**Given problem**:
Find every line in the records below that contains the word "provide", and copy each of those lines.

**Material for this exercise**:
--------------------
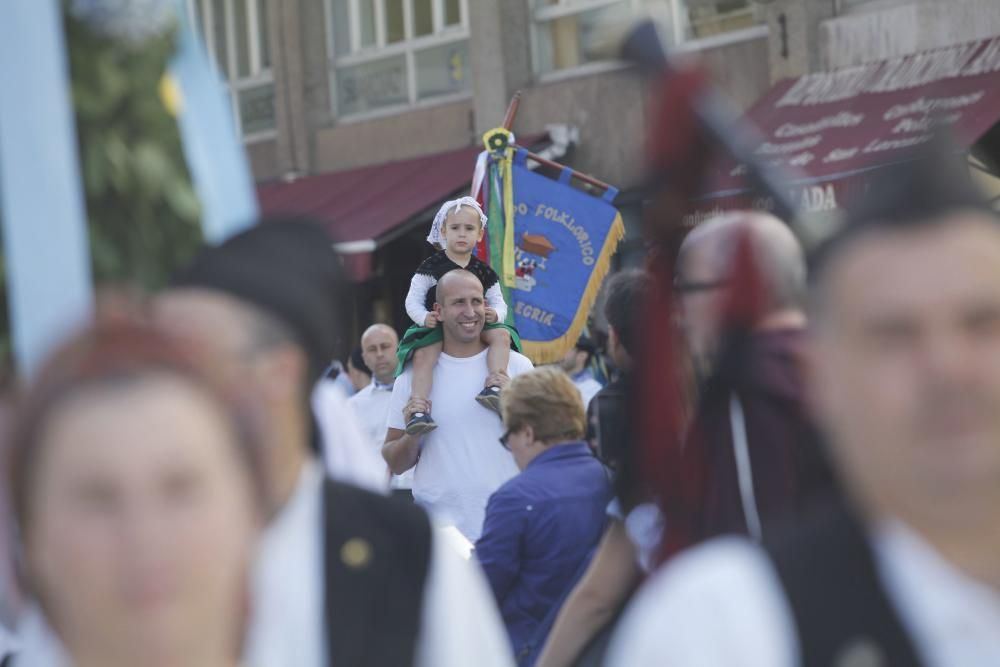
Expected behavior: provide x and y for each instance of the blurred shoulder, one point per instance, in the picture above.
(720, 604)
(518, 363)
--------------------
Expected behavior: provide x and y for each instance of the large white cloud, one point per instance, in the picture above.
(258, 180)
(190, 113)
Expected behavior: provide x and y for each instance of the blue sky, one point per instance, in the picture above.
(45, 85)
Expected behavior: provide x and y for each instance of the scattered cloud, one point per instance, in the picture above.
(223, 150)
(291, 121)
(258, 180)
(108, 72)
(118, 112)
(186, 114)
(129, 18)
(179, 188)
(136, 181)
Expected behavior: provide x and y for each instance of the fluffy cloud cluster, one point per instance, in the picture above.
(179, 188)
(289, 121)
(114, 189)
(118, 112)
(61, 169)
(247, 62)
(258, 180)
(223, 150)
--------------------
**Finished task**:
Expected behavior: provide x and y for each instance of the blurred shoulder, one point per instance, in the picture above.
Expected behavior: provide x and y for each instance of the large white cloud, one point per instance, in the picture above.
Expected behavior: provide x and y for each instance of the blue sky, one point per instance, in the picture above.
Expected behavior: provide x and y for each instance of the scattered cloud, one point per instance, in the picture above.
Expected behavior: provide x and y for each instance of the fluffy cloud cluster, one point per instance, in the picture above.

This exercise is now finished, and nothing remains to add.